━━━ PASSAGE

01/27/2026 - Writing Exercise: 'Sentimental Value'
Here’s a writing exercise inspired by the film ‘Sentimental Value.’ It’s not profound or original, but I think it could help you write honestly from your own living experience.
It’s an incredibly strong year for movies this awards season, and over the weekend I finally watched Joachim Trier’s ‘Sentimental Value,’ a film that absolutely deserves the praise it’s receiving.
I could probably write at length about the many things it made me feel (not all of them satisfying), but my intent is not to write a review. Instead, I want to talk about the process of writing, because the movie so beautifully depicts people who are trying to connect, to understand themselves, and to communicate with one another with varying degrees of success.
The characters and the performances in the film have held a grip on me for several days now, and today I listened to an interview with the director on “The Big Picture” podcast.
In the interview, host Sean Fennessey asks about Trier’s process for the film, and the director explains that he and his writing partner Eskil Vogt started by just talking about what was going on in their lives, about their children, and then just building off the ideas that they discussed.
My mind immediately began to wander at this point, thinking about how I might use this as an exercise or jumping off point for me to write something new. So, as I’m thinking about this film and this discussion with the filmmaker, a process is starting to unfurl in my head …
I’ll phrase this in a way that isn’t personal, so someone reading this can possibly take the idea and run with it.
First, maybe just start writing down all of the things you’re experiencing in my life right now. Catalog it. What stresses you out, what excites you, what frustrates you, etc. This should come pretty easy. Just write down as many as possible.
Then digging a layer deeper, for each of these things ask yourself, “Why?” Why does this stress you out? Why does that excite you? Why are you frustrated?
From there, build a character from those root causes. What kind of person might also feel the same way? A father, a mother, a therapist, a painter. Or maybe start with the root of your stress/excitement/frustration and put someone other than yourself in the center of this position. Someone with more at stake. Someone older or younger. Someone with a different outlook on life.

━━━━━━

TASK TO COMPLETE:
Rewrite the writing exercise from "First, maybe just" to "are you frustrated?", changing "Catalog" to "List".

━━━ PROVIDED RECORDS

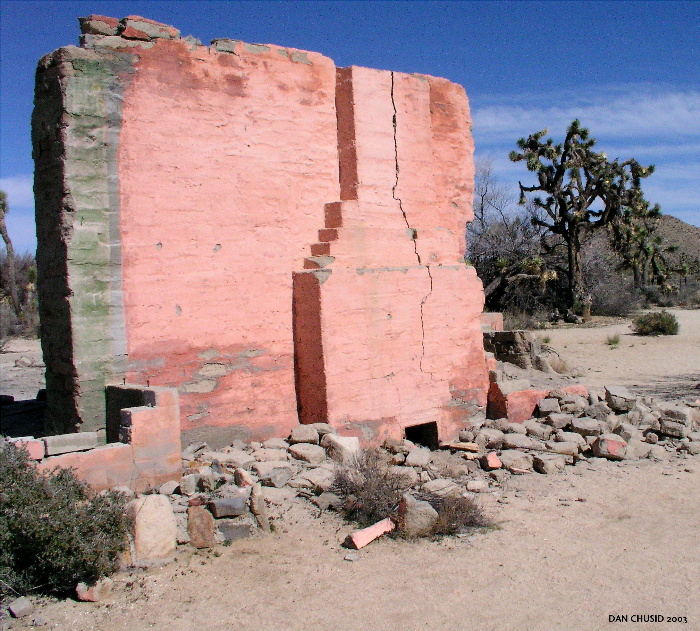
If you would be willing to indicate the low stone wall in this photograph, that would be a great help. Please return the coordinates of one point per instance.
(144, 424)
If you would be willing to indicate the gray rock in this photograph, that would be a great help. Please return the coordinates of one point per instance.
(232, 457)
(572, 437)
(266, 455)
(418, 457)
(234, 529)
(200, 527)
(307, 452)
(327, 500)
(519, 441)
(619, 398)
(259, 508)
(304, 434)
(548, 406)
(690, 446)
(677, 412)
(586, 426)
(323, 429)
(275, 443)
(67, 443)
(243, 478)
(477, 486)
(408, 473)
(674, 429)
(507, 427)
(564, 448)
(189, 484)
(228, 507)
(627, 432)
(416, 517)
(21, 607)
(443, 488)
(342, 449)
(540, 431)
(169, 488)
(264, 468)
(398, 446)
(547, 464)
(599, 411)
(637, 449)
(317, 480)
(154, 529)
(489, 438)
(207, 479)
(277, 478)
(559, 421)
(514, 459)
(658, 452)
(609, 446)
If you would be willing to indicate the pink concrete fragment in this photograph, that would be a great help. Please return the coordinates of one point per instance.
(136, 27)
(35, 447)
(491, 461)
(492, 321)
(360, 538)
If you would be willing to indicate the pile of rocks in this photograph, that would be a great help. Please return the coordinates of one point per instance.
(233, 492)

━━━━━━

RESULT:
First, maybe just start writing down all of the things you’re experiencing in my life right now. List it. What stresses you out, what excites you, what frustrates you, etc. This should come pretty easy. Just write down as many as possible.
Then digging a layer deeper, for each of these things ask yourself, “Why?” Why does this stress you out? Why does that excite you? Why are you frustrated?